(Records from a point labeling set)
━━━━━━━━━━━━━━━━

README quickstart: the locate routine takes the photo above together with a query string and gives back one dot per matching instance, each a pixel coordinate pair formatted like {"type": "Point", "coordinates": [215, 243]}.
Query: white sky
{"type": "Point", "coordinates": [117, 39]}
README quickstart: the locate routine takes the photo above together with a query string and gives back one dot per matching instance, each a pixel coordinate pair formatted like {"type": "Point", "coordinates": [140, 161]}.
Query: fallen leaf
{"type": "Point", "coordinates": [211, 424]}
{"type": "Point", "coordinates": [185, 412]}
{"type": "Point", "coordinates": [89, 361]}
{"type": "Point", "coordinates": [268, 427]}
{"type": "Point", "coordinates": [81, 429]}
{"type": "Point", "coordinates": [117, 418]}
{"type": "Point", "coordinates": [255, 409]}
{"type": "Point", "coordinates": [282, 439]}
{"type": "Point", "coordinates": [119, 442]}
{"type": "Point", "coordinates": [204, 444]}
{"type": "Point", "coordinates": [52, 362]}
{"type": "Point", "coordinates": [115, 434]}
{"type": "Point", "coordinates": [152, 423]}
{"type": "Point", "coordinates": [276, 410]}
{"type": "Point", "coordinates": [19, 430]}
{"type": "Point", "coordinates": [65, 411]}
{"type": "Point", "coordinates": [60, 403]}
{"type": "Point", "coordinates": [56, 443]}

━━━━━━━━━━━━━━━━

Print every line of the material above again without a single change.

* **Response to the exercise**
README quickstart: the locate routine takes the photo above together with a query string and gives back one dot per matching instance, each a pixel coordinate pair formatted like {"type": "Point", "coordinates": [215, 243]}.
Query: white sky
{"type": "Point", "coordinates": [117, 39]}
README quickstart: the locate routine takes the photo above together with a query string and gives back one dot per matching instance, each a pixel coordinate pair formatted like {"type": "Point", "coordinates": [140, 161]}.
Query: fallen leaf
{"type": "Point", "coordinates": [211, 424]}
{"type": "Point", "coordinates": [185, 412]}
{"type": "Point", "coordinates": [89, 361]}
{"type": "Point", "coordinates": [268, 427]}
{"type": "Point", "coordinates": [81, 429]}
{"type": "Point", "coordinates": [117, 418]}
{"type": "Point", "coordinates": [255, 409]}
{"type": "Point", "coordinates": [282, 439]}
{"type": "Point", "coordinates": [119, 442]}
{"type": "Point", "coordinates": [204, 444]}
{"type": "Point", "coordinates": [52, 362]}
{"type": "Point", "coordinates": [115, 434]}
{"type": "Point", "coordinates": [152, 423]}
{"type": "Point", "coordinates": [276, 410]}
{"type": "Point", "coordinates": [19, 430]}
{"type": "Point", "coordinates": [65, 411]}
{"type": "Point", "coordinates": [60, 403]}
{"type": "Point", "coordinates": [56, 443]}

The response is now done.